## Assignment
Where a line of the material includes the string "storage", copy that line.
Task data: Begin
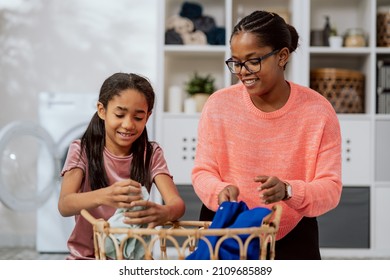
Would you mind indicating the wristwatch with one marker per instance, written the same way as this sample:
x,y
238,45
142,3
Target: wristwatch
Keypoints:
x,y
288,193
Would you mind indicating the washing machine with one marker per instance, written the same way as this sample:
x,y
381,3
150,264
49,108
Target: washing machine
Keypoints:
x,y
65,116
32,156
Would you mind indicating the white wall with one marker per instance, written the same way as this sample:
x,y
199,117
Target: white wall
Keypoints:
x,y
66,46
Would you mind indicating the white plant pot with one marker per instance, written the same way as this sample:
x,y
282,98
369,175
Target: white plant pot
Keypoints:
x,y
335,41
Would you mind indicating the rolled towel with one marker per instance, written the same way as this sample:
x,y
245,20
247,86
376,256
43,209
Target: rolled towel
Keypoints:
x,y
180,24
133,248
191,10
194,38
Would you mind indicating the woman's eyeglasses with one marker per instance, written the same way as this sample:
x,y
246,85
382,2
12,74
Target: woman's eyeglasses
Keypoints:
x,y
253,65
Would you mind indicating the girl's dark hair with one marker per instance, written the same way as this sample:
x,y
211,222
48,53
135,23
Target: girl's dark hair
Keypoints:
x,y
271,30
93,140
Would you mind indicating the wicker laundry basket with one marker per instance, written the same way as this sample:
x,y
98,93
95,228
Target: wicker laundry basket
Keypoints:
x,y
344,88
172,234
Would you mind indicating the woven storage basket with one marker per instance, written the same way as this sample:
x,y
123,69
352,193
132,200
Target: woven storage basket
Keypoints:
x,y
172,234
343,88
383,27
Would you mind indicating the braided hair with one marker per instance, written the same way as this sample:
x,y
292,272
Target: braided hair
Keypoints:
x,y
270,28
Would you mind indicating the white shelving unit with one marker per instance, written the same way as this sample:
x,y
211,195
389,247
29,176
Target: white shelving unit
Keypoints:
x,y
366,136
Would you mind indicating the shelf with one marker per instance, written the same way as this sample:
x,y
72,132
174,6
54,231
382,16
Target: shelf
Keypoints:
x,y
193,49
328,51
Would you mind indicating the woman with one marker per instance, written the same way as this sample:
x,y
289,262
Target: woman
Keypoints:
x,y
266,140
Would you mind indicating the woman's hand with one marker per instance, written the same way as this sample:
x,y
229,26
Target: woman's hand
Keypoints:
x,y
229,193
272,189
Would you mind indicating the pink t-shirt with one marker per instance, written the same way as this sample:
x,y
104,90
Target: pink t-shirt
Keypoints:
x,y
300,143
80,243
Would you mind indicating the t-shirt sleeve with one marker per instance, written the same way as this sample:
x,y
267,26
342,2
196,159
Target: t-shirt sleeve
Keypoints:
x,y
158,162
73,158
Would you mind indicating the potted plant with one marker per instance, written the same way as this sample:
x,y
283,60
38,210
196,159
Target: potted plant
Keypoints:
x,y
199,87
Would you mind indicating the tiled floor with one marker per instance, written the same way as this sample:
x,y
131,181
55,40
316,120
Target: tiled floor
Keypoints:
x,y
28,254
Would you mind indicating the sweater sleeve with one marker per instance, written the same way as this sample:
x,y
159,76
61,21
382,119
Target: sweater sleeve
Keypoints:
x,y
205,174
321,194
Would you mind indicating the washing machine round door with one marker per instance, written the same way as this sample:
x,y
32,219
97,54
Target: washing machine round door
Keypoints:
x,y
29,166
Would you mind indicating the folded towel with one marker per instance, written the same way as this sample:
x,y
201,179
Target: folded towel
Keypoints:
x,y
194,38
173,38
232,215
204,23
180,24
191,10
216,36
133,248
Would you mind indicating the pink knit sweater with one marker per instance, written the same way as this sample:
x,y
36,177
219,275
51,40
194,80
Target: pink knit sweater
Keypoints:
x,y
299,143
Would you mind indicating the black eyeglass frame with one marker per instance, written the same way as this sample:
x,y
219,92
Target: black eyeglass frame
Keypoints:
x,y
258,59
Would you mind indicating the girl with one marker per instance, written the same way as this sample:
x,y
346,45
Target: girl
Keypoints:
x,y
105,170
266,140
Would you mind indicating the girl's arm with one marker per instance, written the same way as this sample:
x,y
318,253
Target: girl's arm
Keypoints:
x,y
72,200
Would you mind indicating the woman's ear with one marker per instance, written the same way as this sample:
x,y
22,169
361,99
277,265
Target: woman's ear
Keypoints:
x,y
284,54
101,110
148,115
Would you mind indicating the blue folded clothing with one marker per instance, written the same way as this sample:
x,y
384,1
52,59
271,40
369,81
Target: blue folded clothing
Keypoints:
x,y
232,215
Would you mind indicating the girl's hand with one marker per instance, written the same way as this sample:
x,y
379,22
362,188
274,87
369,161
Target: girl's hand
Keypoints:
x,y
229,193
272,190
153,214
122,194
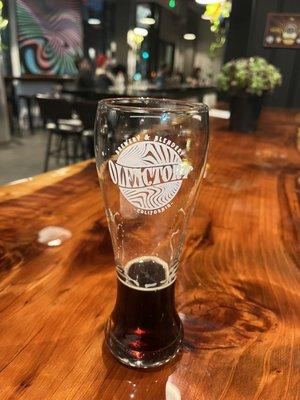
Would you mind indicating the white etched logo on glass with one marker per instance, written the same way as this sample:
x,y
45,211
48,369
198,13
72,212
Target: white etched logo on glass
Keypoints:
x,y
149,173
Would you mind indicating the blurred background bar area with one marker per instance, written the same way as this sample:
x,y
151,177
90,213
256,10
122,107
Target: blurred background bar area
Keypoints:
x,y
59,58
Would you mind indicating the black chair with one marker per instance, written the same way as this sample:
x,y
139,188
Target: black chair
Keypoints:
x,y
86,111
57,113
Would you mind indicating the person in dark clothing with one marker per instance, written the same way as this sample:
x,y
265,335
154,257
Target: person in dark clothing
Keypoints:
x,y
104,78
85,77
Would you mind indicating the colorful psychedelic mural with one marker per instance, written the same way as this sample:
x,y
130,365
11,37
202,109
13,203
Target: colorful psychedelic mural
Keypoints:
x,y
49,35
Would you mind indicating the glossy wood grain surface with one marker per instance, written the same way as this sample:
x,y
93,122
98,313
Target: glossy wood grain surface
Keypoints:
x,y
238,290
Task data: End
Task data: Begin
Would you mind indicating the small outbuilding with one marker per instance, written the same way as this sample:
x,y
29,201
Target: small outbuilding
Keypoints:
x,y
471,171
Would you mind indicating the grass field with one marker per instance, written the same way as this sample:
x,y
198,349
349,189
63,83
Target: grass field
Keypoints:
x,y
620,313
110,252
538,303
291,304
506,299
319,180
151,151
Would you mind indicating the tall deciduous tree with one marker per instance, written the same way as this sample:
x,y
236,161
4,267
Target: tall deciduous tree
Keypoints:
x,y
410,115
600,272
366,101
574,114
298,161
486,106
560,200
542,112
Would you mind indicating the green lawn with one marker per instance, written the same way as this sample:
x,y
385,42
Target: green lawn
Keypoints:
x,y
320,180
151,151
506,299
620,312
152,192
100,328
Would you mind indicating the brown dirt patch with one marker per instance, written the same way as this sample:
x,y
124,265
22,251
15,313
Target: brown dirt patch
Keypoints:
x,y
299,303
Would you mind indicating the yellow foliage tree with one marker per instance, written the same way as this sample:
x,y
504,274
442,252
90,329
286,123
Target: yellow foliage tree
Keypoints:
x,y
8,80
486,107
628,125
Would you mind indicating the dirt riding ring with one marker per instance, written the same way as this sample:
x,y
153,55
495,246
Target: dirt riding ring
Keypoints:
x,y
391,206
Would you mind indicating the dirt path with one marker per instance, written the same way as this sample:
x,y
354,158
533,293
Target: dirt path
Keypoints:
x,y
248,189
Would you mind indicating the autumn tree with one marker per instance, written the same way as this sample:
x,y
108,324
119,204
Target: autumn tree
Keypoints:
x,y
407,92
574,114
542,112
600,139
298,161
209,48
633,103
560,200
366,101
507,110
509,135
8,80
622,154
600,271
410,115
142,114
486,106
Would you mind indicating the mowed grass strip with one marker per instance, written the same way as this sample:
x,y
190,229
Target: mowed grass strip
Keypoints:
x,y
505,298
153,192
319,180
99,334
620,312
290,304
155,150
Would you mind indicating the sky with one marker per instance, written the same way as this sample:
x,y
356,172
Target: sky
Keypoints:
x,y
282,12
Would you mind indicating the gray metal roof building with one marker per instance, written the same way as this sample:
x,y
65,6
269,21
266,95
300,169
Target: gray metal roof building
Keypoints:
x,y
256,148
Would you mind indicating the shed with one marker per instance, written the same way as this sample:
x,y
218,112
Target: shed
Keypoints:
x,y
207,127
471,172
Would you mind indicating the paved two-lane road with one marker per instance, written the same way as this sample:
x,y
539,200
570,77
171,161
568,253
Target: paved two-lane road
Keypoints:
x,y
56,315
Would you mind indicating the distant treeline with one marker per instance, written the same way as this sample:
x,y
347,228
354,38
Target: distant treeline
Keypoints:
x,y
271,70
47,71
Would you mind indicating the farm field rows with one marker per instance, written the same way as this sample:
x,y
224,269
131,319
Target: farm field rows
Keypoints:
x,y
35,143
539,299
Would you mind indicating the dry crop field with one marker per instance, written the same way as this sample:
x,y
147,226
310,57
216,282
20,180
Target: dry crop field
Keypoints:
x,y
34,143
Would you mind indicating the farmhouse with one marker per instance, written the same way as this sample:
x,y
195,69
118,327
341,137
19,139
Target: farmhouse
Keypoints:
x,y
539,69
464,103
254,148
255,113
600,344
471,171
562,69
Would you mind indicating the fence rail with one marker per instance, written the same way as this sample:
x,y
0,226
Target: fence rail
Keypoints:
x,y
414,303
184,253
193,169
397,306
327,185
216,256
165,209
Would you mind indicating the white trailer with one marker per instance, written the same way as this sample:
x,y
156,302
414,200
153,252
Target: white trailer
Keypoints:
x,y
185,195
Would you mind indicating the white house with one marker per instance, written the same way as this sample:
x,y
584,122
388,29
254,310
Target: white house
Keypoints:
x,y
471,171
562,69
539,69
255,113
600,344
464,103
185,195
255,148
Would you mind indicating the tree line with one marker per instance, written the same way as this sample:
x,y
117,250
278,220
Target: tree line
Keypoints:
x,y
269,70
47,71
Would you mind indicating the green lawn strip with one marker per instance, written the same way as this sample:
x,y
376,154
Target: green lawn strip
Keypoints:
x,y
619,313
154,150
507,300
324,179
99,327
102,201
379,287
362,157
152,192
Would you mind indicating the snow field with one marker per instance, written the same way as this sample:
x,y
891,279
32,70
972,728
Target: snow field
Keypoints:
Task data: End
Task data: Begin
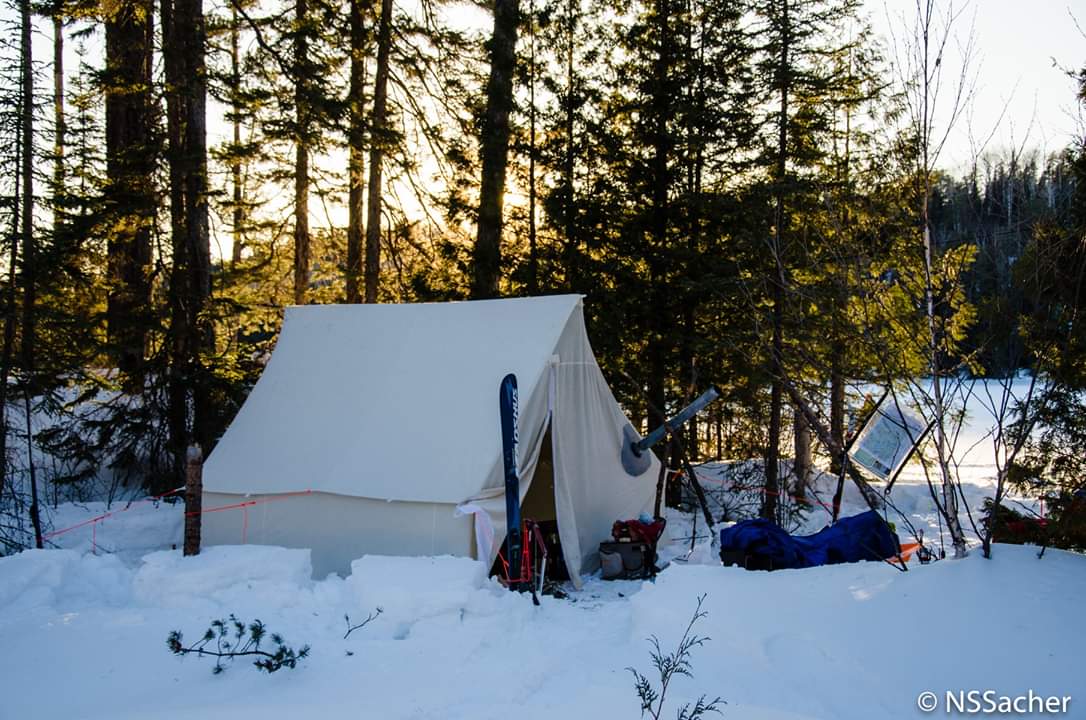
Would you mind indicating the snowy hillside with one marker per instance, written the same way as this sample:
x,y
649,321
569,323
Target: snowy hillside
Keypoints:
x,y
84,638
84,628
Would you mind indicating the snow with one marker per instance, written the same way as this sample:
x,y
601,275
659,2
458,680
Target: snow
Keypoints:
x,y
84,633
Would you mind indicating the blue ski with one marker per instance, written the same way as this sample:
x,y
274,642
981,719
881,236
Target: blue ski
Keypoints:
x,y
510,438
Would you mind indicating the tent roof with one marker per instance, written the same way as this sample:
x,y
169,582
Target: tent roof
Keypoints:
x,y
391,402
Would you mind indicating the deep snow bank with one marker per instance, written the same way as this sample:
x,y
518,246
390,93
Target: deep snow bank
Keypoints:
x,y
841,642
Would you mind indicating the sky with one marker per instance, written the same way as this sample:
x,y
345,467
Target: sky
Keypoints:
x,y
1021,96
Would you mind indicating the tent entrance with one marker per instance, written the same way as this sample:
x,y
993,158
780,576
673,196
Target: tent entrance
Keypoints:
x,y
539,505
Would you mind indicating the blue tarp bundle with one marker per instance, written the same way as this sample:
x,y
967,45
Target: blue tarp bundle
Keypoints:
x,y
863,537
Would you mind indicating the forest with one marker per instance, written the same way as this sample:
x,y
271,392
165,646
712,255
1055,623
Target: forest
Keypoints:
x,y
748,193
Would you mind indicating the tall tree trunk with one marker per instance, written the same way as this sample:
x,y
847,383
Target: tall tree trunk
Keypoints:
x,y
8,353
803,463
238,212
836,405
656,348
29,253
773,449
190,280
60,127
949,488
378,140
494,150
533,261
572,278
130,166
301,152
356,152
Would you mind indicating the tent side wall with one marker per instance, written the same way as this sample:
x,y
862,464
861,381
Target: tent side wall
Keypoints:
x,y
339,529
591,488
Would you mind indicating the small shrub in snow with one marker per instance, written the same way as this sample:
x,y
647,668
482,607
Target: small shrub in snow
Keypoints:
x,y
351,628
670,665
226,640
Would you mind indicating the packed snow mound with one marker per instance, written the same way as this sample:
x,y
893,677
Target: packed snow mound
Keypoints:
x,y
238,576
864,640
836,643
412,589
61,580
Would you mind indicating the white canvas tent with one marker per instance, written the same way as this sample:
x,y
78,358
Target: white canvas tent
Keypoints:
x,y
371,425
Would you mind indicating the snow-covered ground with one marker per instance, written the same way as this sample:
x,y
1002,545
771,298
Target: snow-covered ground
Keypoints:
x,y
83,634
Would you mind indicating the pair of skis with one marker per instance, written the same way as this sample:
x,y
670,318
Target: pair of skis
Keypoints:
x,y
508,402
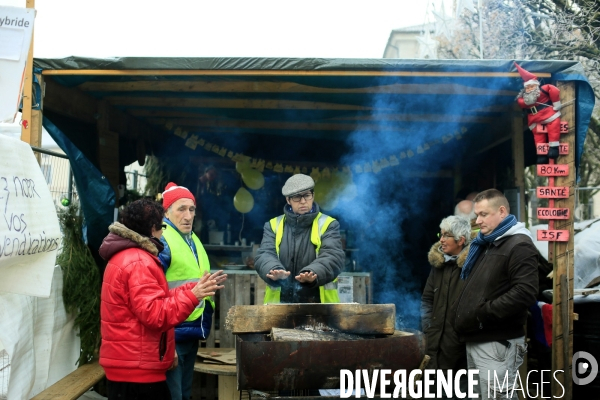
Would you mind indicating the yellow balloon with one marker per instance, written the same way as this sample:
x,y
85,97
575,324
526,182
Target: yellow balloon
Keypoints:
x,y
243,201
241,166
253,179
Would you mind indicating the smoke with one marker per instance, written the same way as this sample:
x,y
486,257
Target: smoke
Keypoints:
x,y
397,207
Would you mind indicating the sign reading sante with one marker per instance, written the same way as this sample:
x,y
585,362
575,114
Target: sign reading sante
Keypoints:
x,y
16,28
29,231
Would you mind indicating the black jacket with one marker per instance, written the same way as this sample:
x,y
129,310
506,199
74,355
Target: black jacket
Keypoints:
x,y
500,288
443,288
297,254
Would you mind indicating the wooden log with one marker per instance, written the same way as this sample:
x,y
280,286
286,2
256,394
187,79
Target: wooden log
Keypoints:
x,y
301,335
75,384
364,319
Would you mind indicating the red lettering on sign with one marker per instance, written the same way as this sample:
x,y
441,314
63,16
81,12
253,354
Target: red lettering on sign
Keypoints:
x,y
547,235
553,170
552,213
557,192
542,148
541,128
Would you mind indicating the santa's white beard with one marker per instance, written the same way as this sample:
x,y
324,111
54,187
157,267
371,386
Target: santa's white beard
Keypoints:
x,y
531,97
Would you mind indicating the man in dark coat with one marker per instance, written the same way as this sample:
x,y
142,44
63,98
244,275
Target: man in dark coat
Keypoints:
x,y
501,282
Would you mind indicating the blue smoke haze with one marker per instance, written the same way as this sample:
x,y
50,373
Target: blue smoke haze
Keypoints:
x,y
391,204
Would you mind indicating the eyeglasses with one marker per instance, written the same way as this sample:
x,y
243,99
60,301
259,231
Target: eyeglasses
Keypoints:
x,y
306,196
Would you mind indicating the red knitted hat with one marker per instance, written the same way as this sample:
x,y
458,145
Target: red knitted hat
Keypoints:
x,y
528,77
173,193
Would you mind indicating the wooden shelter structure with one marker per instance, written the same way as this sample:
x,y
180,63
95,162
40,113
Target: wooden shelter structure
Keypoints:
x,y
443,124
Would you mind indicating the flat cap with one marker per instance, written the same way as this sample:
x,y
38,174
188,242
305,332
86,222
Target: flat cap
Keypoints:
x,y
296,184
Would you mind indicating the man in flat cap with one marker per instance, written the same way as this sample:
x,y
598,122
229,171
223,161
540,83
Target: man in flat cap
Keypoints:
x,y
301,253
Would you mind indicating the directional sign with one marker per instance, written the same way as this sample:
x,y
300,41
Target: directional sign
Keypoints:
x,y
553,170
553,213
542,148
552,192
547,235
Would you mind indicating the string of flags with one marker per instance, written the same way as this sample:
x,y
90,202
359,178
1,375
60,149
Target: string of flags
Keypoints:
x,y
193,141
Task data: End
## Exercise result
Would you mind indicating the woven storage basket with one marker per instance, written the same way as this sample:
Target: woven storage basket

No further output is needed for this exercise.